▸ WORK TO BE COMPLETED
From the article below on AI and pandemic loneliness, set down word for word everything from "COVID-19 has made" down to "pandemic and beyond.".

▸ EXERCISE TEXT
━━━━━━━━━━━━━━━━━━━━━━━━━━━━━━

COVID-19 has made Americans lonelier than ever – here’s how AI can help
By Laken Brooks
“How does that make you feel?” In the isolation of the COVID-19 pandemic, many people are missing a sympathetic ear. Would a response like that make you feel heard, less alone, even if it were a machine writing back to you? The pandemic has contributed to chronic loneliness. Digital tools like video chat and social media help connect people who live or quarantine far apart. But when those friends or family members are not readily available, artificial intelligence can step in. Millions of isolated people have found comfort by chatting with an AI bot. Therapeutic bots have improved users’ mental health for decades. Now, psychiatrists are studying how these AI companions can improve mental wellness during the pandemic and beyond.
How AI became a therapy tool
Artificial intelligence systems are computer programs that can perform tasks that people would normally do, like translating languages or recognizing objects in images. AI chatbots are programs that simulate human conversation. They have become common in customer service because they can provide quick answers to basic questions.
The first chatbot was modeled on mental health practitioners. In 1966, computer scientist Joseph Weizenbaum created ELIZA, which he programmed to sound like a Rogerian psychotherapist. Rogerian approaches encouraged psychotherapists to ask open-ended questions, often mirroring patients’ phrases back to them to encourage the patients to elaborate. Weizenbaum did not expect that his psychotherapist-like AI could have any therapeutic benefit for users. Training ELIZA to translate users’ comments into questions was merely a practical, if not ironic, model for the AI’s dialogue.

━━━━━━━━━━━━━━━━━━━━━━━━━━━━━━

▸ DATASET EXCERPTS
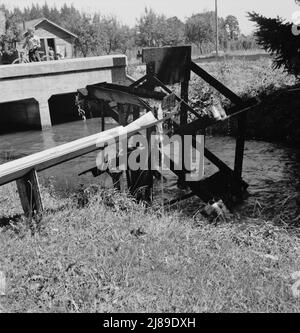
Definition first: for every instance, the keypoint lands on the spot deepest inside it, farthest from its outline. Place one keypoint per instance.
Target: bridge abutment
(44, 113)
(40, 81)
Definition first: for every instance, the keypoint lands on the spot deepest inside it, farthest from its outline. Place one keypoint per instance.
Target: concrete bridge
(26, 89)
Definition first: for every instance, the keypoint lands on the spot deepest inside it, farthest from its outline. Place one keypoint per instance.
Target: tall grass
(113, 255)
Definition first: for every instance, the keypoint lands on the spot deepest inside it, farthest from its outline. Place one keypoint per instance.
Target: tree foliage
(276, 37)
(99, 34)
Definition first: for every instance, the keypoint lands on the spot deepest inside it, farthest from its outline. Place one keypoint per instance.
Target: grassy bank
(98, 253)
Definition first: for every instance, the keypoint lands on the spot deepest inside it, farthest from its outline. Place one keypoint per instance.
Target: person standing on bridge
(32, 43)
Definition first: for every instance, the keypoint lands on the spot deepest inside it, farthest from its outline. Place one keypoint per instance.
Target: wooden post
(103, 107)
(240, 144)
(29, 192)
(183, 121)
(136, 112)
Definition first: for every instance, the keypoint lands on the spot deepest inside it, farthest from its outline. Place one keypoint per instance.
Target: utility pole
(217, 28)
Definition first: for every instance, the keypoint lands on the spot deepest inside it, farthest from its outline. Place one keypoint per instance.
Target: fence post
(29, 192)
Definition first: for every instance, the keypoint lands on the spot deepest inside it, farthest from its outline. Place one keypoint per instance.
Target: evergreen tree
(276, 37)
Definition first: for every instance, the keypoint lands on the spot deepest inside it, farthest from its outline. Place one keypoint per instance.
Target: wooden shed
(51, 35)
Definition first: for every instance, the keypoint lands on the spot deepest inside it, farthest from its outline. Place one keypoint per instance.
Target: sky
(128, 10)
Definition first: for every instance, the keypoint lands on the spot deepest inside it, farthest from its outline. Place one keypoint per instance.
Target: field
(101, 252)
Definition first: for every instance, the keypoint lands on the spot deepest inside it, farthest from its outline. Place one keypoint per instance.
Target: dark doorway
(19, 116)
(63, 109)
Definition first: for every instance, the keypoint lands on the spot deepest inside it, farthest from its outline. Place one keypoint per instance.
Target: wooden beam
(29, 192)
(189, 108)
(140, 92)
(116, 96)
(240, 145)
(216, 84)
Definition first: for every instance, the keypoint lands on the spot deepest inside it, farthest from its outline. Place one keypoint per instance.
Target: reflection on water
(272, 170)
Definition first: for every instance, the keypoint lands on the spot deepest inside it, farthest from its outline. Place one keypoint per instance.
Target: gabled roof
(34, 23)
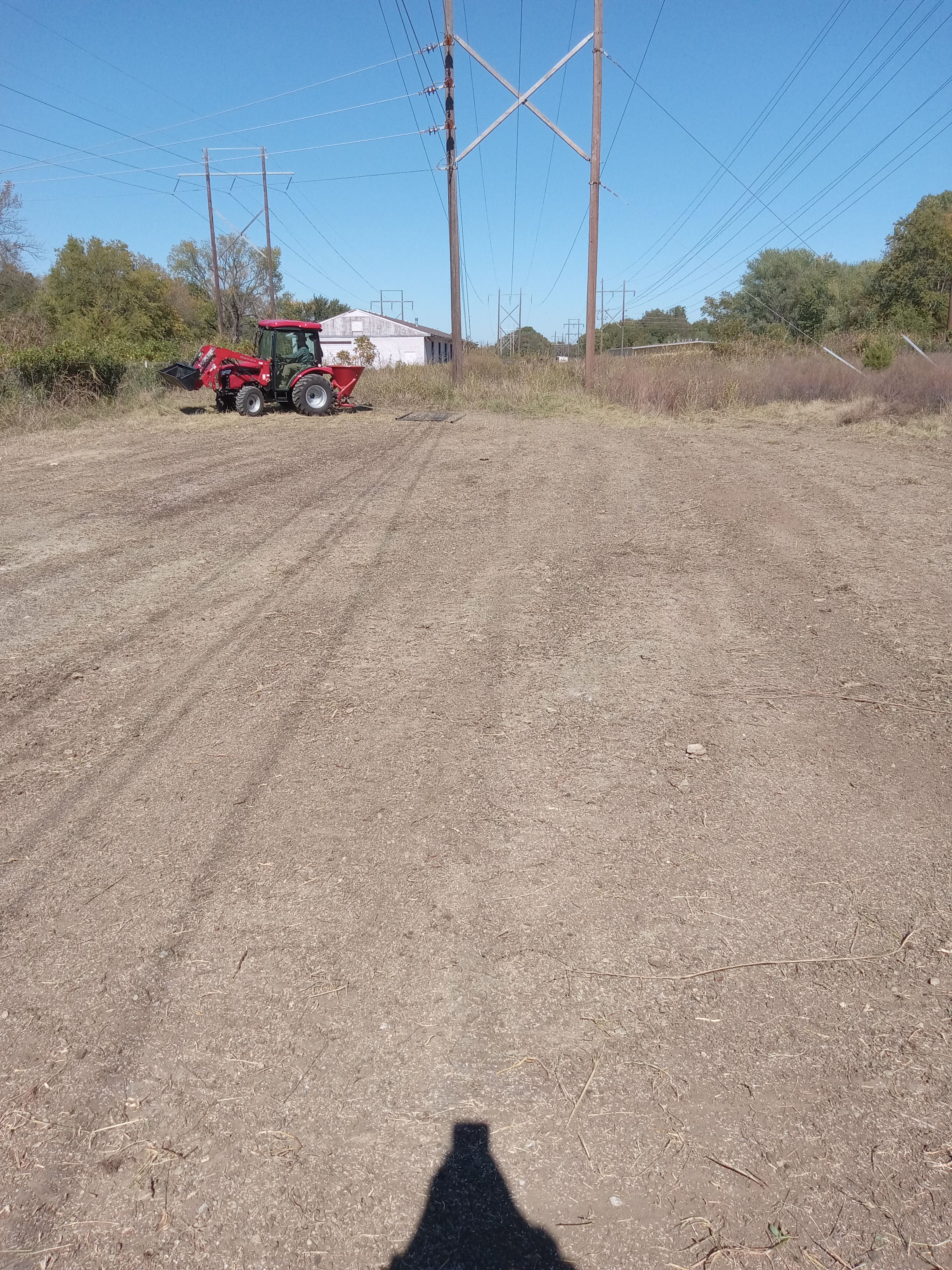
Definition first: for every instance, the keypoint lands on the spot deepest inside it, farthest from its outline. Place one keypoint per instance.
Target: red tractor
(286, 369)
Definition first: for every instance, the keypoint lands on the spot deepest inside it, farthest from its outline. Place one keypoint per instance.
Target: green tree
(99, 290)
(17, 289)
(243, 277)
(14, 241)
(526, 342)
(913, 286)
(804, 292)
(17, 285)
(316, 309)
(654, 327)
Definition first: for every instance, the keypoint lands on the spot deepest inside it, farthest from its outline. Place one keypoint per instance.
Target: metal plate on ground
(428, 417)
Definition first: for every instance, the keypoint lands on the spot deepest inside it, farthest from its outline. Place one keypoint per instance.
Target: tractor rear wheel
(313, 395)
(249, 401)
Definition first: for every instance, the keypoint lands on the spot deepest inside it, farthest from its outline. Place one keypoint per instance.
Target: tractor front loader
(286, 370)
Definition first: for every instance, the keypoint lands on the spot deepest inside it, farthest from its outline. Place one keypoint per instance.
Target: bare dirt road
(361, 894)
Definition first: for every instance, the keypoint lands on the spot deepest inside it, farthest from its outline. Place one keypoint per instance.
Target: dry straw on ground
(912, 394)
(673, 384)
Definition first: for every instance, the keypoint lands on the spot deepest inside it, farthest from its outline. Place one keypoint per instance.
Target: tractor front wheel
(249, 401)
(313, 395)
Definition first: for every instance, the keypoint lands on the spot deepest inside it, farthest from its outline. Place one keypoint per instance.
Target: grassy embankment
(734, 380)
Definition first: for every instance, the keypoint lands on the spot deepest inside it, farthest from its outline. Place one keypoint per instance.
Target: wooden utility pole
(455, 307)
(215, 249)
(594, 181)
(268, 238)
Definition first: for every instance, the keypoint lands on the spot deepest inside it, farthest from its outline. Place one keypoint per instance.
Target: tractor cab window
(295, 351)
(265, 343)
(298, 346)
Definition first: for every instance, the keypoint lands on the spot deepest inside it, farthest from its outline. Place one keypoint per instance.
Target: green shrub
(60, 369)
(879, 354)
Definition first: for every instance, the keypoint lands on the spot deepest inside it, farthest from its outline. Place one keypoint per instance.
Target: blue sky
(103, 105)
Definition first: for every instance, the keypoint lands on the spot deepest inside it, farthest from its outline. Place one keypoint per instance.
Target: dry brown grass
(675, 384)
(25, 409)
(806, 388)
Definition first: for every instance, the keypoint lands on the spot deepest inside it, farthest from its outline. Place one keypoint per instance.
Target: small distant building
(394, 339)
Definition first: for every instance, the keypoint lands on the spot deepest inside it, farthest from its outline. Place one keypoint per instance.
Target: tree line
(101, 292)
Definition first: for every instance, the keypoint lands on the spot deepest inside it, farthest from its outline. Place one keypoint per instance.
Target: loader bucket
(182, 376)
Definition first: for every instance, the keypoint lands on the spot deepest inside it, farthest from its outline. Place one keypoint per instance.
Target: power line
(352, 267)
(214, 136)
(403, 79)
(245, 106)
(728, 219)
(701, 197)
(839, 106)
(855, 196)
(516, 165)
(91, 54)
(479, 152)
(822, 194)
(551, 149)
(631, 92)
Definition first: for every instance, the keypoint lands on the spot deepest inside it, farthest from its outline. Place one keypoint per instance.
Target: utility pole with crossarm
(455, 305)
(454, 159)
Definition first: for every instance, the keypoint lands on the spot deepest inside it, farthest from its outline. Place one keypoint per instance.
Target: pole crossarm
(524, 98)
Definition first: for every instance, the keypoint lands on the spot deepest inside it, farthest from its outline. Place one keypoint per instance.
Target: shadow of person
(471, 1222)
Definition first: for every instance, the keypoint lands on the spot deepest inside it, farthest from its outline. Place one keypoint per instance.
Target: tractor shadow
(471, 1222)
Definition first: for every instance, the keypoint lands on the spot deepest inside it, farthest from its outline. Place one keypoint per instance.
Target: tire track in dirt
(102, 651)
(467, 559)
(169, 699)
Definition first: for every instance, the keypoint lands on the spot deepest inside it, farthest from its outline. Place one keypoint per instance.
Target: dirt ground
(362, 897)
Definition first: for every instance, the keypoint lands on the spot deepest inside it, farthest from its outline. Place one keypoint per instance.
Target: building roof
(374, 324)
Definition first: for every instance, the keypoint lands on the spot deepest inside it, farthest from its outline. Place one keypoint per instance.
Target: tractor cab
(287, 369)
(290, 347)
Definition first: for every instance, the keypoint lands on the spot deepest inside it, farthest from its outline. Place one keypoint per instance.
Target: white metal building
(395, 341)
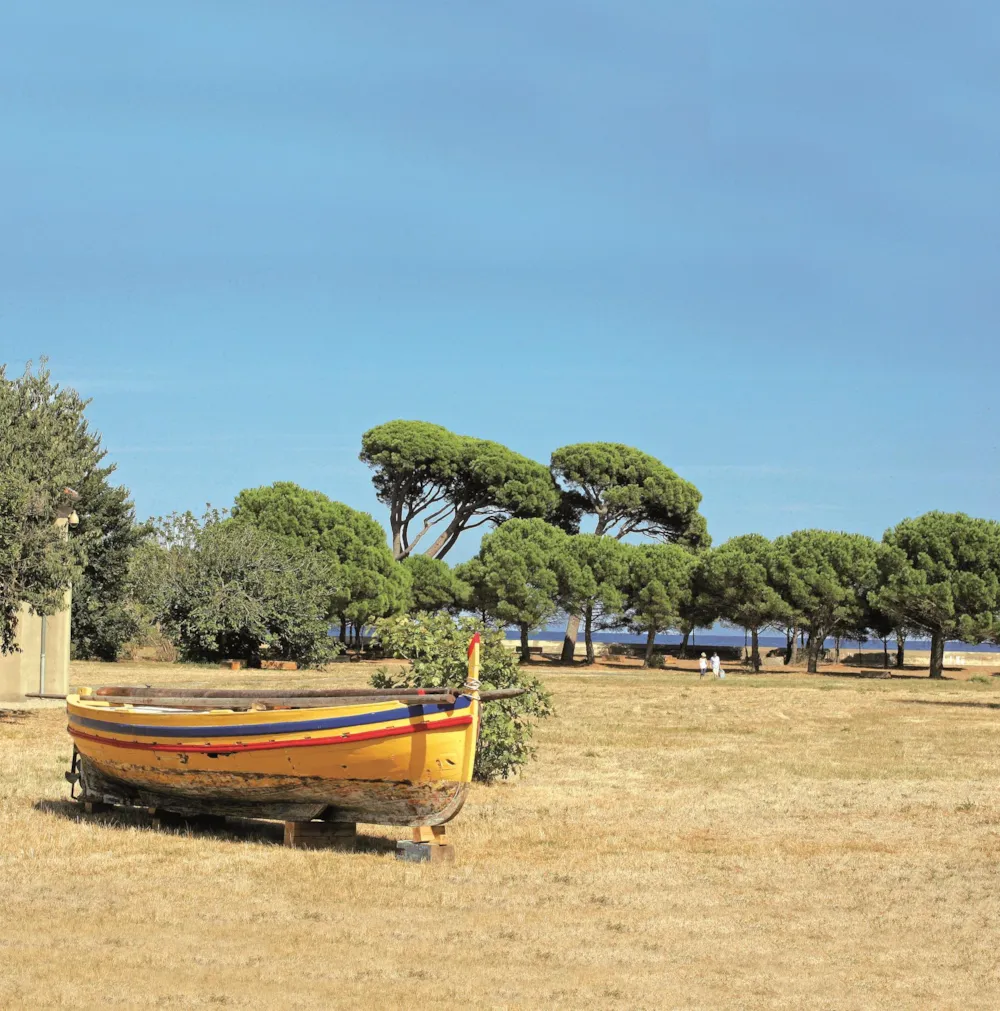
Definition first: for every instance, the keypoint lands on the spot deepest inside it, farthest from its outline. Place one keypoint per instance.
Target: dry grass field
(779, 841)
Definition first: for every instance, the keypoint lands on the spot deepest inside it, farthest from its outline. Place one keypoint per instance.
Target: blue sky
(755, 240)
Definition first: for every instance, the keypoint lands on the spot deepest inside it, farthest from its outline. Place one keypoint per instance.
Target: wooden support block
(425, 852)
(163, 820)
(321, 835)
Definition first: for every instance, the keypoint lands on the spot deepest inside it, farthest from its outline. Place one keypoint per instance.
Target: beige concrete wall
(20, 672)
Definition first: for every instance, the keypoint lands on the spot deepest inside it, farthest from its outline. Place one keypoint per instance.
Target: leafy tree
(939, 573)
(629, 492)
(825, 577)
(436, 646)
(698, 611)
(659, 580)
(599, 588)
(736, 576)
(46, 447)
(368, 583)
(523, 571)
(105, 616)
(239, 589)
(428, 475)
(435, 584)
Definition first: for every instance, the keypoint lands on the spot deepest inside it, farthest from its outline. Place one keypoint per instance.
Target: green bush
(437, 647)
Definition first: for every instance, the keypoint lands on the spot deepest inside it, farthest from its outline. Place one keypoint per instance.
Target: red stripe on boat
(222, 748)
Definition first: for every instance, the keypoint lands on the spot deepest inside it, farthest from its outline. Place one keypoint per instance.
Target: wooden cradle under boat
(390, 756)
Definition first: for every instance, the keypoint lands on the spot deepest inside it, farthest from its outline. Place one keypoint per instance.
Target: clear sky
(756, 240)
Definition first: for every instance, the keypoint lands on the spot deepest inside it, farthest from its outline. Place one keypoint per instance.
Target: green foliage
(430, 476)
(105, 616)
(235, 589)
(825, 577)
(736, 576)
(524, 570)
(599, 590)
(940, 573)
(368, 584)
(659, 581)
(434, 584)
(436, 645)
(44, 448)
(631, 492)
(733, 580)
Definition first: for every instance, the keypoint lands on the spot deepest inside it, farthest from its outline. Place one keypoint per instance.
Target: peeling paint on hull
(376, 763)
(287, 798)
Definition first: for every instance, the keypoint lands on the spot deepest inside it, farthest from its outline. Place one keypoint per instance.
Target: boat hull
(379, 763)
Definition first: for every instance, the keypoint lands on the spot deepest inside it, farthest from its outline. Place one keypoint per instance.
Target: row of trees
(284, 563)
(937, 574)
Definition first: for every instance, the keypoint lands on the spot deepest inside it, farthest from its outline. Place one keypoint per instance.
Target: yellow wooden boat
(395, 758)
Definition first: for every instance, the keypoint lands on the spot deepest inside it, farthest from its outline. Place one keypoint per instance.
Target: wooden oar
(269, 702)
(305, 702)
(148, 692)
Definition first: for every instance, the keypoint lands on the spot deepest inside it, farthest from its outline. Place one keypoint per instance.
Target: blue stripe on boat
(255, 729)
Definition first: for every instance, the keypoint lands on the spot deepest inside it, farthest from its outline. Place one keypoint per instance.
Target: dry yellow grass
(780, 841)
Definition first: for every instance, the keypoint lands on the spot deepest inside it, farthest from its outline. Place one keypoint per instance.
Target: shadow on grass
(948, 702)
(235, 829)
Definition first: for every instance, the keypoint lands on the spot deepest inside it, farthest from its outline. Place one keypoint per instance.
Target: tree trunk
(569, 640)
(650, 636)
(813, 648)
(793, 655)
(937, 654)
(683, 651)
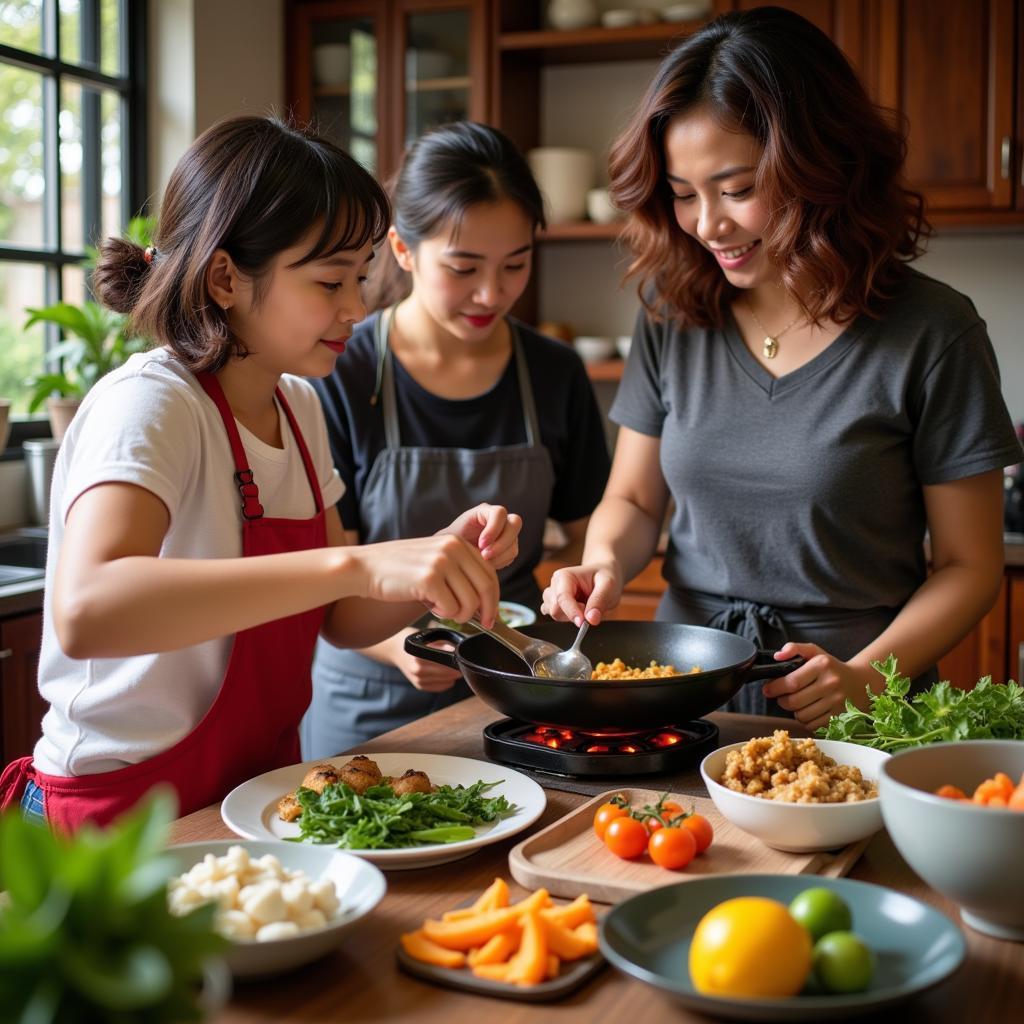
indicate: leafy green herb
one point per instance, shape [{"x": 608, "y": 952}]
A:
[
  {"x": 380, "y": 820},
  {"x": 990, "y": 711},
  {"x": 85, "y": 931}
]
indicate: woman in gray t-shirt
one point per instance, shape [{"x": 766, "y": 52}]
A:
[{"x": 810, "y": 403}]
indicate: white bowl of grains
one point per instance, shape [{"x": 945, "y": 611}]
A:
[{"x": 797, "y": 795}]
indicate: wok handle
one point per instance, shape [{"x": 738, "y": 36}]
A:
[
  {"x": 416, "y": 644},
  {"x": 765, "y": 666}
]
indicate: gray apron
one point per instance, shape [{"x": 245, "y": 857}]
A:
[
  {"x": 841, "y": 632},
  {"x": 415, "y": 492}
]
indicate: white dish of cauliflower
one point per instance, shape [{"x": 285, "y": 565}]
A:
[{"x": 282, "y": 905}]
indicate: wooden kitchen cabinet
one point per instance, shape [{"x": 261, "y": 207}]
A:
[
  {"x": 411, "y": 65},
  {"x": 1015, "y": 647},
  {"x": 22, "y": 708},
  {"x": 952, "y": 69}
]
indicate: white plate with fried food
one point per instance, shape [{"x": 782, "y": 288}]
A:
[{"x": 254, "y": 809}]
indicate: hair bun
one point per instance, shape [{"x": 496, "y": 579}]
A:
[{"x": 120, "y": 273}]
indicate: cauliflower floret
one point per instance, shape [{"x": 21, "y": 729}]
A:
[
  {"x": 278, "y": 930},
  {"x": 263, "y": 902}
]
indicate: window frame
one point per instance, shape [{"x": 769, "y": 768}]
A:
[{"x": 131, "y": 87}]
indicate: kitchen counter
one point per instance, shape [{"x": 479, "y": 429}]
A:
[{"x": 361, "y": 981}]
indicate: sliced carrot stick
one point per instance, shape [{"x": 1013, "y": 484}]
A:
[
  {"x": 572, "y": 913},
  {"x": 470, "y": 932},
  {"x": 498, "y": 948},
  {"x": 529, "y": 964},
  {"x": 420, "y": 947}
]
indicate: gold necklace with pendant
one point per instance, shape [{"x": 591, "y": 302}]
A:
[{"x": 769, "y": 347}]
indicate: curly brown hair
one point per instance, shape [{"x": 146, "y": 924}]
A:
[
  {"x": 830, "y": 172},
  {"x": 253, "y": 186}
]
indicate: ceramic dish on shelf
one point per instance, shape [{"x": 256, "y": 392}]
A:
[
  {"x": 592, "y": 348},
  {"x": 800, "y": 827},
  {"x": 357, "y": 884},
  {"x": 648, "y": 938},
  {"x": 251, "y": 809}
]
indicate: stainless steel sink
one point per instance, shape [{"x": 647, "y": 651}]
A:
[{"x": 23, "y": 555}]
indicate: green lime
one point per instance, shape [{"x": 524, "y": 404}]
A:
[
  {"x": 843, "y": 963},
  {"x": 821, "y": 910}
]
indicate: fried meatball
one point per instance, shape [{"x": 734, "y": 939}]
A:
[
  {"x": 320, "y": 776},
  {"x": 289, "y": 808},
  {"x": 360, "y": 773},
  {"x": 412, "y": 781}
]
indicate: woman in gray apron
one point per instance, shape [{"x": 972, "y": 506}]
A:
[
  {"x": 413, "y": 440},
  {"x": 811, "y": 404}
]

━━━━━━━━━━━━━━━━━━━━━━━━━━━━━━

▸ RESULT FOR THIS TASK
COVID-19 has made Americans lonelier than ever – here’s how AI can help
By Laken Brooks
“How does that make you feel?” In the isolation of the COVID-19 pandemic, many people are missing a sympathetic ear. Would a response like that make you feel heard, less alone, even if it were a machine writing back to you? The pandemic has contributed to chronic loneliness. Digital tools like video chat and social media help connect people who live or quarantine far apart. But when those friends or family members are not readily available, artificial intelligence can step in. Millions of isolated people have found comfort by chatting with an AI bot. Therapeutic bots have improved users’ mental health for decades. Now, psychiatrists are studying how these AI companions can improve mental wellness during the pandemic and beyond.